Start of Text passage
Antonio Petrov speaks to an audience about the UTSA Urban Future Lab.
(Feb. 2, 2018) -- As San Antonio celebrates its 300th birthday, the city is sitting literally and figuratively “On the Edge of Future.” To help meet the needs of San Antonio’s growing population, an estimated 1.4 million residents over the next 25 years, UTSA has launched the Urban Future Lab.
San Antonio’s sprawling landscape is a product of economic and logistic optimization. While San Antonians are optimistic about their future and becoming more directly involved in the processes of placemaking, questions remain about the future of transportation, civic infrastructure, social justice and affordable housing.
How does the community increase the scope of design in San Antonio and leverage the city’s rich social and cultural currencies to more directly engage in spatial production and economic development? How does it capture the emergent nature of urban transformations while recognizing San Antonio as a collective cultural artifact?
To address these challenges and explore the rapidly changing dynamics of urban futures and how they relate to local economies and civic life, UTSA assistant professor Antonio Petrov has founded the Urban Future Lab. Housed within the UTSA College of Architecture, Construction and Planning, the interdisciplinary think-tank functions as a research and teaching laboratory and claims a leading role in determining the future of San Antonio’s built environment. The Urban Future Lab employs three guiding principles: Dialogue, Geography, Design-Citizen Agency and Public Interest Design.
“Our ambition is to activate new alliances and constituencies through dialogue with citizens, stakeholders and policymakers, developing inclusive environments in which we discuss and ask questions about identity, sprawl, cultural sustainability, ecology and mobility,” said Petrov. “We explore urban transformations from a geographical standpoint, considering questions of social and cultural equity while illuminating San Antonio’s most unique attributes. The Urban Future Lab proposes design not as an afterthought but one that is fully integrated, builds new capacities, addresses issues of equality, increases the economic vitality of communities, and fosters new ways to co-design and co-manage the spaces we live and work in.”
End of Text passage
== Short problem 1 ==
From the Urban Future Lab article, list every area in which questions are said to remain about San Antonio's future.
== Short problem 2 ==
Return the part of the Urban Future Lab article starting with "(Feb. 2, 2018)" and going on through "and affordable housing.", copied word for word.
The lines that come after this point are from a separate source.
Start of Data section
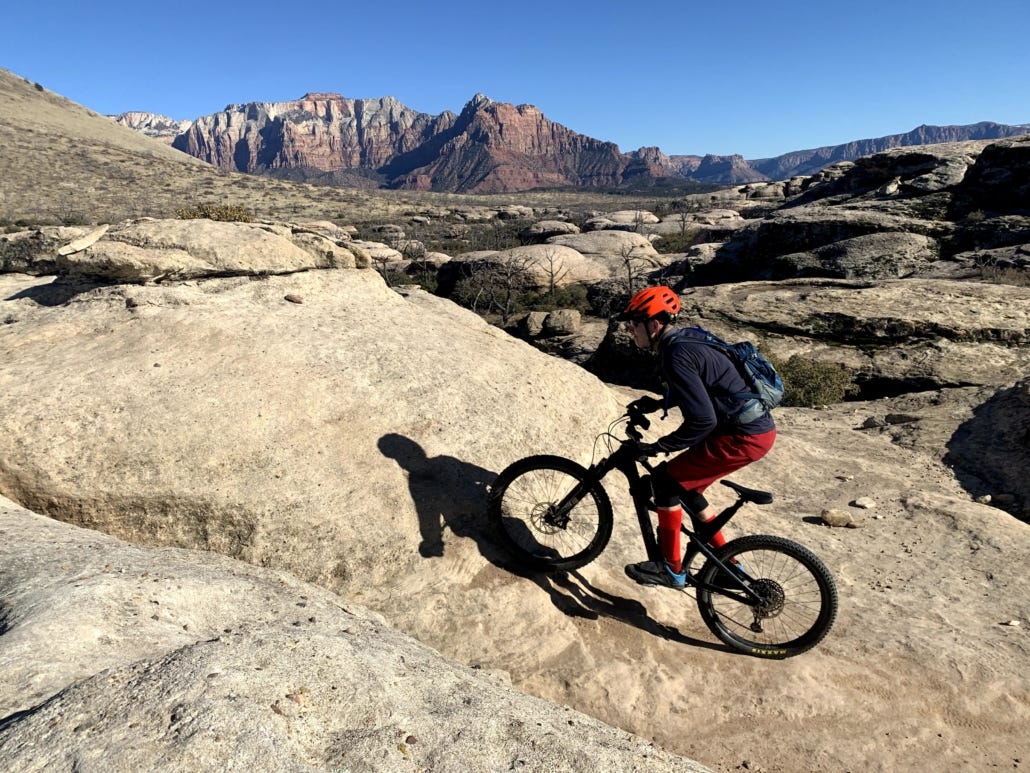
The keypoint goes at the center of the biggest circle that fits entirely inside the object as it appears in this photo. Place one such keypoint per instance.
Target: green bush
(810, 382)
(227, 212)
End of Data section
== Finished answer 1 ==
transportation, civic infrastructure, social justice, affordable housing

== Finished answer 2 ==
(Feb. 2, 2018) -- As San Antonio celebrates its 300th birthday, the city is sitting literally and figuratively “On the Edge of Future.” To help meet the needs of San Antonio’s growing population, an estimated 1.4 million residents over the next 25 years, UTSA has launched the Urban Future Lab.
San Antonio’s sprawling landscape is a product of economic and logistic optimization. While San Antonians are optimistic about their future and becoming more directly involved in the processes of placemaking, questions remain about the future of transportation, civic infrastructure, social justice and affordable housing.